Reading text:
------

On Thu, Nov 14, 2024 at 4:40 PM Laurenz Albe <laurenz(dot)albe(at)cybertec(dot)at>
wrote:

> On Wed, 2024-11-13 at 21:09 +0200, Alexandru Lazarev wrote:
> > I have some questions regarding how the "work_mem" parameter affects the
> overall RAM
> > usage of PostgreSQL processes within a physical host or container.
> >
> > Each backend process during SQL execution may allocate N * "work_mem"
> simultaneously.
> > For example, if "work_mem" is set to 32MB and N=5 (i.e. 5 simultaneous
> and/or sequential
> > ORDER and hash operations), and the initial RAM usage (RSS - Resident
> Set Size) of the
> > backend is 10MB, I would expect the backend process to use 160MB (32MB *
> 5) + 10MB,
> > resulting in a total RAM usage of 170MB.
>
> The limit for a hash is hash_mem_multiplier * work_mem.
>

Yes, I know, I considered it above in "N".

>
> > My questions are as follows:
> >
> > 1. What happens to the allocated "work_mem" after the execution of query
> nodes? Are
> > these memory allocations freed?
>
> Yes.
>
> > 2. If they are freed, do they remain in the RSS of the PostgreSQL
> backend?

------

Location identification data
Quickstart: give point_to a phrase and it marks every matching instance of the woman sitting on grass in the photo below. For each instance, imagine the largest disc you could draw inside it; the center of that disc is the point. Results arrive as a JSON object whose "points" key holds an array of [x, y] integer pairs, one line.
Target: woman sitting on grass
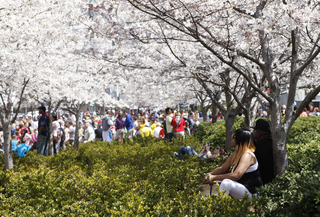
{"points": [[240, 172]]}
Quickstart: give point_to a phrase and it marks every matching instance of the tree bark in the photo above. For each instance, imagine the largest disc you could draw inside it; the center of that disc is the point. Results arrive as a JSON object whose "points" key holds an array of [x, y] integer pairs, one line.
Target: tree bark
{"points": [[214, 113], [279, 136], [50, 141], [229, 118], [8, 160], [76, 135], [5, 116]]}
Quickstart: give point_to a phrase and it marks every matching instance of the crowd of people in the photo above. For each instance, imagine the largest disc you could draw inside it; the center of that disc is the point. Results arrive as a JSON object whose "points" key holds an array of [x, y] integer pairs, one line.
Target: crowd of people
{"points": [[245, 170], [28, 133]]}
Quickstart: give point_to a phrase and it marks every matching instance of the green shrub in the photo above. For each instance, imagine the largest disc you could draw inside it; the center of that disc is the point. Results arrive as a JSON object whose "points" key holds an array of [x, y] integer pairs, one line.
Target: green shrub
{"points": [[142, 178], [297, 191]]}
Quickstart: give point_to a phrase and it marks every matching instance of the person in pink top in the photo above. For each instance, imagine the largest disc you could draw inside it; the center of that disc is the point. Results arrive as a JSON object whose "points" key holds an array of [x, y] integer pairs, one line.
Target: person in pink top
{"points": [[178, 124], [304, 113]]}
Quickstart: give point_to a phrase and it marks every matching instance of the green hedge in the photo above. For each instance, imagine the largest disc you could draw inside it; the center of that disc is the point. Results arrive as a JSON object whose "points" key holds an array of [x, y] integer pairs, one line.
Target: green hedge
{"points": [[137, 178], [143, 178]]}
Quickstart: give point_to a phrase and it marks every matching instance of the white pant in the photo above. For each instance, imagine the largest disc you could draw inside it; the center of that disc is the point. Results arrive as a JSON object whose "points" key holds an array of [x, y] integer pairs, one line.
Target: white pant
{"points": [[234, 189], [106, 136]]}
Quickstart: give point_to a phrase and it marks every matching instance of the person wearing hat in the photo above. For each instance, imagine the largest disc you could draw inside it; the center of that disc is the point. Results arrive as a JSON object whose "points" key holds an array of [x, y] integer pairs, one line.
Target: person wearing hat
{"points": [[264, 151], [43, 127]]}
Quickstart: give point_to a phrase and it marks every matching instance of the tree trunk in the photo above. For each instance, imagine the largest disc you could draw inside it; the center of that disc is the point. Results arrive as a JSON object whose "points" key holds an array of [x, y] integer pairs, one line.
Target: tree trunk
{"points": [[50, 141], [204, 111], [5, 116], [8, 160], [76, 135], [279, 136], [214, 113], [229, 118]]}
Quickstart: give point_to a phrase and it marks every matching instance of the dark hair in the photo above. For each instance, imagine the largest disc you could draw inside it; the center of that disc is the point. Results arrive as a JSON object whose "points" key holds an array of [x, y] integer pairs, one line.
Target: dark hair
{"points": [[119, 116], [54, 117], [243, 136]]}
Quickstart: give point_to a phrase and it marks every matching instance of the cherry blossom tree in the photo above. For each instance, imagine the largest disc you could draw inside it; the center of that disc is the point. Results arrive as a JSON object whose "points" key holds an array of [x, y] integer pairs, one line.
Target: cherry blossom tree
{"points": [[273, 41]]}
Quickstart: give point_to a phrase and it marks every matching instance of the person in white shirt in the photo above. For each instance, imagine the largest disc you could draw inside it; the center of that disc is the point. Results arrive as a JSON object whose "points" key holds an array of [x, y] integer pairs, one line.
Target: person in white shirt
{"points": [[157, 130]]}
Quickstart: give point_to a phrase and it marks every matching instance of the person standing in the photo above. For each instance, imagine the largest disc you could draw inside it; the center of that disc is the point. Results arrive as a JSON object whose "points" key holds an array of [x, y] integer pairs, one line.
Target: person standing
{"points": [[62, 134], [43, 126], [191, 121], [178, 125], [169, 127], [129, 124], [120, 124], [106, 124], [264, 151], [98, 132], [56, 134], [89, 133]]}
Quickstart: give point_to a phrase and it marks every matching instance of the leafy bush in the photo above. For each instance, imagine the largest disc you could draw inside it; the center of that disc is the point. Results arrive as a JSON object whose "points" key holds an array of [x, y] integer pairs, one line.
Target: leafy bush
{"points": [[137, 178], [297, 191], [142, 178]]}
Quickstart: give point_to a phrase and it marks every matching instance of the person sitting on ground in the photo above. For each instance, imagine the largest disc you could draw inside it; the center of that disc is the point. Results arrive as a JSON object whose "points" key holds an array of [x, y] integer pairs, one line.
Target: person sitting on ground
{"points": [[205, 153], [240, 173], [264, 151]]}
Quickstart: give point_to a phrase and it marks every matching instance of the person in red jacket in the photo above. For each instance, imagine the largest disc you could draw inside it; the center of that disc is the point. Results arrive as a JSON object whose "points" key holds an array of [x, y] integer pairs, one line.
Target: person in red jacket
{"points": [[178, 124]]}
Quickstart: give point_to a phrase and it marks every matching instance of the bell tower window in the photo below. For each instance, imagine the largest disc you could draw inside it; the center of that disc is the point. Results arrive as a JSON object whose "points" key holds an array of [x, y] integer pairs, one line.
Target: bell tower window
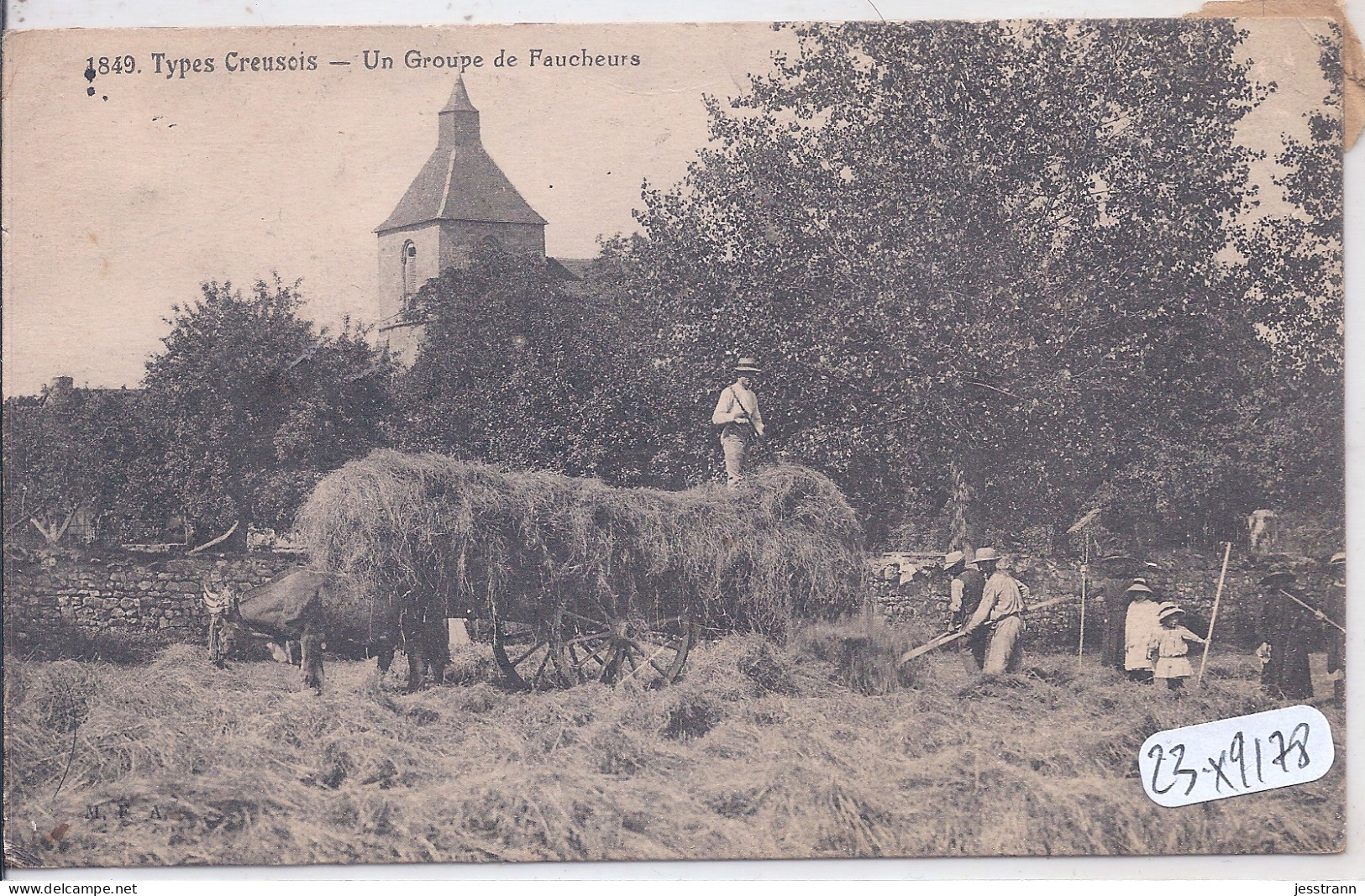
{"points": [[410, 273]]}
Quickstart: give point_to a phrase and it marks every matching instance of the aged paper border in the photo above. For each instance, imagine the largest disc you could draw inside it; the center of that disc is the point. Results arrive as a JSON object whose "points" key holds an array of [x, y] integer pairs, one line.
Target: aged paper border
{"points": [[1350, 865]]}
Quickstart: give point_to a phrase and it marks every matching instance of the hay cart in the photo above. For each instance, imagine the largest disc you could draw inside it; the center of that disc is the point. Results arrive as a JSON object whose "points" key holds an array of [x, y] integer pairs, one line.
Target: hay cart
{"points": [[576, 581], [591, 640]]}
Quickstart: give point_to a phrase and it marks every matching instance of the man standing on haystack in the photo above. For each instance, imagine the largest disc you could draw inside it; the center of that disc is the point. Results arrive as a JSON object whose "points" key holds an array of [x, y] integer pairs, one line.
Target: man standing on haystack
{"points": [[964, 598], [1002, 610], [742, 424]]}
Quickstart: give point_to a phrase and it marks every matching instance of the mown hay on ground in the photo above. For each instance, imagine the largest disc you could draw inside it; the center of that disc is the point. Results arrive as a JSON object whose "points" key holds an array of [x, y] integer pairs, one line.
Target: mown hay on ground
{"points": [[181, 762], [786, 546]]}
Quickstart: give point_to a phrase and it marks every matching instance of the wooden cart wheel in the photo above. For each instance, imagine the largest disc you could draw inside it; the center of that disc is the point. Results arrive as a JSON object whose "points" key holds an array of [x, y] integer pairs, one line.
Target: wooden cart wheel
{"points": [[526, 653], [604, 647]]}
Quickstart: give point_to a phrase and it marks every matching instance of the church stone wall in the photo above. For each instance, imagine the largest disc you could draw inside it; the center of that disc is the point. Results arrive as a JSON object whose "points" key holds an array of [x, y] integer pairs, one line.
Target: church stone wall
{"points": [[428, 240], [462, 239]]}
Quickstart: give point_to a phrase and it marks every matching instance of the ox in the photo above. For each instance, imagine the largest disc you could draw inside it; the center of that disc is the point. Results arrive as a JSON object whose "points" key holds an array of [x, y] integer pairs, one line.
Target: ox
{"points": [[306, 605]]}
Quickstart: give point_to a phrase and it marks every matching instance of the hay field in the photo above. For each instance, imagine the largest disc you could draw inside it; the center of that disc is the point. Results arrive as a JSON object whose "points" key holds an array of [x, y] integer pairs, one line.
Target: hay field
{"points": [[821, 749]]}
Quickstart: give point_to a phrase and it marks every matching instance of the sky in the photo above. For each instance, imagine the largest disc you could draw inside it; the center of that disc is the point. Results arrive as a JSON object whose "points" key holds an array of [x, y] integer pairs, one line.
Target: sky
{"points": [[118, 207]]}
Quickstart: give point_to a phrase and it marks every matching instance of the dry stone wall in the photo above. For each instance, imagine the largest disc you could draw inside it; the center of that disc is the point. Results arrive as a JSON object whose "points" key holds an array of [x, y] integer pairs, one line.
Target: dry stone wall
{"points": [[137, 594]]}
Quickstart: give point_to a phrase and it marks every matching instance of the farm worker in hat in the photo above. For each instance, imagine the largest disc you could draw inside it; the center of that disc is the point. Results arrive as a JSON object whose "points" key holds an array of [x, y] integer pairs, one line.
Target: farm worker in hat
{"points": [[1000, 613], [1286, 631], [1336, 609], [964, 598], [738, 415], [1170, 651], [1140, 631]]}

------

Problem requirements: Can you retype the stretch of the work_mem email from "Yes, I know, I" through "memory allocations freed?"?

The answer:
Yes, I know, I considered it above in "N".

>
> > My questions are as follows:
> >
> > 1. What happens to the allocated "work_mem" after the execution of query
> nodes? Are
> > these memory allocations freed?